AIM: Rewrite all of the material below as a JSON list of strings, one string per line, leaving out any blank lines.

DATA RECORDS:

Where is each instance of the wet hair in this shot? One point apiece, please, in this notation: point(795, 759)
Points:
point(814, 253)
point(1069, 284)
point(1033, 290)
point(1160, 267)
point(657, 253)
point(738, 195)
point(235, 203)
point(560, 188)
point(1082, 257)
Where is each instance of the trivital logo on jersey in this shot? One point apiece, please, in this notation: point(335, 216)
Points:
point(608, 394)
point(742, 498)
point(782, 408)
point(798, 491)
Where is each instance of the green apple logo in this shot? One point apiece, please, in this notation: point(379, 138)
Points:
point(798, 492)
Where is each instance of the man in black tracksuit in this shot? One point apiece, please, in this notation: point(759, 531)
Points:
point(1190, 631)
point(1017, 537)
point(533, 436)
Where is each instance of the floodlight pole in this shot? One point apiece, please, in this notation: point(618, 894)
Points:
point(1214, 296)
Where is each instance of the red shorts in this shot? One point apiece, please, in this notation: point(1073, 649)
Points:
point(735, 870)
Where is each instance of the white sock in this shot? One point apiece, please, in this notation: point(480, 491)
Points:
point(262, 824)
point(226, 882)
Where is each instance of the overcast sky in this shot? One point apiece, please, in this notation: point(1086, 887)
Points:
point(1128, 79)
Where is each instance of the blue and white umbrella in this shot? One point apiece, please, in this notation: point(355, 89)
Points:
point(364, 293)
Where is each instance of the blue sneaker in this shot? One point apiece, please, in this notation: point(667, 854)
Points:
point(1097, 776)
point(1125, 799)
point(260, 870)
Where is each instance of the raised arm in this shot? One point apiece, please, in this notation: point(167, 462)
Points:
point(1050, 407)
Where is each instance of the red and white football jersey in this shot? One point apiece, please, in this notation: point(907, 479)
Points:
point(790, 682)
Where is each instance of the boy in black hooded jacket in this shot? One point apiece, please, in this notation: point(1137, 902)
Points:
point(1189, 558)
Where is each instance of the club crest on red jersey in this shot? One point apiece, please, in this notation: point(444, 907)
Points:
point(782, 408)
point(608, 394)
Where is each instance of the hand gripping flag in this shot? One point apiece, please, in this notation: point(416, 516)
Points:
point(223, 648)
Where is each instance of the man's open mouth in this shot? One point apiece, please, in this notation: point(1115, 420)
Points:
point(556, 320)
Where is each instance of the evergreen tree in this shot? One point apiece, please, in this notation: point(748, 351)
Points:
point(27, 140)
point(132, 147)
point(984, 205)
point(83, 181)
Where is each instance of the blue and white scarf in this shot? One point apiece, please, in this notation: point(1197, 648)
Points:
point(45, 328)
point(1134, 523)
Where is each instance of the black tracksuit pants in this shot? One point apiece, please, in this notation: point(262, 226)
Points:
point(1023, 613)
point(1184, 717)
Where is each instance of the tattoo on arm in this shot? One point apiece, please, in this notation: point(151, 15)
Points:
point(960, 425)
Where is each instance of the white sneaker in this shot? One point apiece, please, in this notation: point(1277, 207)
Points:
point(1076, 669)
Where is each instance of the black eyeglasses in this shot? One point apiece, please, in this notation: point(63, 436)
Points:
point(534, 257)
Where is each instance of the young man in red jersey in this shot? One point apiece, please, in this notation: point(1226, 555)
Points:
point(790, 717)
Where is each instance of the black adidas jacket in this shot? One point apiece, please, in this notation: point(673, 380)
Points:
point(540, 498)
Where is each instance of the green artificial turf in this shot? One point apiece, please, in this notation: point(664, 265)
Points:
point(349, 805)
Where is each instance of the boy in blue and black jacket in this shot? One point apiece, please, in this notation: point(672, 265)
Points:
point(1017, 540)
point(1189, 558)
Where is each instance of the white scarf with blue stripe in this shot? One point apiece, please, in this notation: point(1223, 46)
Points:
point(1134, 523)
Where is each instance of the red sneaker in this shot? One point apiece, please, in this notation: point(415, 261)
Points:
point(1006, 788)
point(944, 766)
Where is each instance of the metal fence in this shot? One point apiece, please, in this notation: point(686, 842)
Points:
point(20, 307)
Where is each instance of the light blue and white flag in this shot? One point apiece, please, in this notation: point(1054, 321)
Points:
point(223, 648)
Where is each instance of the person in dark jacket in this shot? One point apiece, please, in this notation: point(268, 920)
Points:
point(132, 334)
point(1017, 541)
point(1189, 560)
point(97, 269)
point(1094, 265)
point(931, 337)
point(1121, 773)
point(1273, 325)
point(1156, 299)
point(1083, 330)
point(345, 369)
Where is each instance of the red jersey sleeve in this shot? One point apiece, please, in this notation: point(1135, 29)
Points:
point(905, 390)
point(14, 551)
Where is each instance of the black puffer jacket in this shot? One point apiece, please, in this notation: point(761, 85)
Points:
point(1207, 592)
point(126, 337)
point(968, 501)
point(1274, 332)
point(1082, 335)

RESULT OF THE EXERCISE:
[
  "Where is each instance of the wet hair in this shot? One point apiece, please, in this notation: point(795, 759)",
  "Points:",
  "point(814, 253)",
  "point(1069, 284)",
  "point(1033, 290)",
  "point(1160, 267)",
  "point(657, 253)",
  "point(738, 195)",
  "point(235, 203)",
  "point(560, 188)",
  "point(1082, 257)",
  "Where is each instance of the trivital logo on jersey in this shot? One point apiece, please, in this notation: point(335, 216)",
  "Points:",
  "point(608, 394)",
  "point(742, 498)",
  "point(782, 408)",
  "point(798, 491)",
  "Where is each instance of the green apple logo in this shot? One point apiece, please, in this notation: point(379, 138)",
  "Points:",
  "point(798, 492)",
  "Where is each instance of the man in black tracksuit in this shot? One point apiece, please, in this notation: point(759, 531)",
  "Points:",
  "point(1190, 631)",
  "point(1017, 537)",
  "point(533, 436)",
  "Where is each instance of the floodlight pole in this shot? One point apiece, please, in this notation: point(618, 894)",
  "Points:",
  "point(1214, 296)",
  "Where is each instance of the red shorts in this shot? One point apiece, please, in this notation: point(1073, 649)",
  "Points:",
  "point(735, 870)",
  "Where is each instance of the white sock in this shot? One point apiece, please, in this notation: point(480, 491)",
  "Points:",
  "point(262, 824)",
  "point(226, 882)",
  "Where is each instance of the overcast sky in this shot? One point apiece, please, in this notation: point(1086, 887)",
  "Points:",
  "point(1128, 79)",
  "Where is each instance of the blue and white umbrella in this shot? One point apiece, please, in this notation: point(355, 89)",
  "Points:",
  "point(364, 293)",
  "Where is each instance of the blue sneaker in this shot? One point apiece, please, in this notation: point(667, 854)",
  "Points:",
  "point(1097, 776)",
  "point(1125, 799)",
  "point(260, 870)",
  "Where is each instance of the raised arm in this shot? One point apiece, please, in this notation: point(167, 462)",
  "Points:",
  "point(1050, 407)",
  "Where is each instance of the red and white football jersey in this shot? One point apiece, please, in this notation: point(907, 479)",
  "Points:",
  "point(790, 682)",
  "Where is each instance of the boy in black hooded jacket in this shot? One point apiece, please, in this notation: point(1137, 902)",
  "Points:",
  "point(1189, 558)",
  "Where is each instance of the club crest on red jersey in this shot? One point apiece, please, in this notation: point(444, 907)",
  "Points:",
  "point(782, 408)",
  "point(608, 394)",
  "Where is each instance of the hand gripping flag in this shot? One point apiece, please, in this notation: point(416, 516)",
  "Points:",
  "point(223, 648)",
  "Where is each instance of the man's open mouth in this shot? One point apiece, please, in this notation: point(1115, 420)",
  "Points:",
  "point(556, 320)",
  "Where is each instance of the evergreen tree in this shot? One point apiece, please, in this notation: point(748, 351)",
  "Points:",
  "point(27, 140)",
  "point(132, 147)",
  "point(984, 205)",
  "point(83, 181)",
  "Where is each instance of the blue and white scarf in this shot? One point apiece, please, in this notation: point(1197, 648)",
  "Points:",
  "point(45, 328)",
  "point(1134, 523)",
  "Where is each instance of the black tracksuit pants in this shot? One point apiece, please, in this notation: point(262, 226)",
  "Points:",
  "point(1023, 613)",
  "point(1184, 717)",
  "Where is each instance of the tattoo on arm in this shot? One point apiece, please, in this notation: point(151, 15)",
  "Points:",
  "point(960, 425)",
  "Where is each instance of the white sneaker in this shot? One point apiece, please, in this notation: point(1277, 207)",
  "Points:",
  "point(1076, 669)",
  "Where is each instance of the black eyeglasses in this shot? One point apiece, please, in this notation: point(63, 436)",
  "Points:",
  "point(534, 257)",
  "Where is each instance of the young man in red jersey in this shot? One point apiece, please, in this notation: point(1226, 555)",
  "Points:",
  "point(790, 717)",
  "Where is each instance of the black adidas jacket in this shot? One point apiece, please, in this notation: point(673, 380)",
  "Points:",
  "point(540, 498)",
  "Where is each instance of the green artificial turf in this shot? One point apiece, please, in this notation: point(664, 265)",
  "Points:",
  "point(349, 805)",
  "Where is each instance of the boy in blue and black jacket in this shot? One point apiece, please, in this notation: point(672, 265)",
  "Points:",
  "point(1017, 540)",
  "point(1189, 558)",
  "Where is each instance of the white scarf with blue stripe in this shot? One point apiece, please, in this notation: point(1223, 46)",
  "Points:",
  "point(1134, 523)",
  "Where is each instance of the red sneaker in this shot? One point apiece, please, in this notation: point(415, 261)",
  "Points:",
  "point(1006, 788)",
  "point(944, 766)",
  "Where is each instance of the metal fence in this shot? One point apiece, please, in this notation: point(686, 842)",
  "Points:",
  "point(20, 307)",
  "Where is each instance of the light blue and white flag in this shot? One point apiece, please, in this notation: point(1054, 321)",
  "Points:",
  "point(223, 648)",
  "Where is each instance of the person in dark jacket in this shot? One point apiece, please, in this notation: point(268, 920)",
  "Points:",
  "point(132, 334)",
  "point(1017, 541)",
  "point(1189, 560)",
  "point(97, 269)",
  "point(1094, 265)",
  "point(931, 337)",
  "point(1121, 773)",
  "point(1273, 325)",
  "point(1156, 299)",
  "point(1083, 330)",
  "point(345, 369)",
  "Where is each instance of the red jersey sleeve in this shot? One point apiece, please, in this notation: point(1135, 29)",
  "Points:",
  "point(905, 390)",
  "point(14, 551)",
  "Where is each instance of the black puffer jacket in this shot? One point apiece, please, in this notation: point(761, 85)",
  "Points:",
  "point(1207, 592)",
  "point(126, 337)",
  "point(968, 501)",
  "point(1274, 332)",
  "point(1082, 335)"
]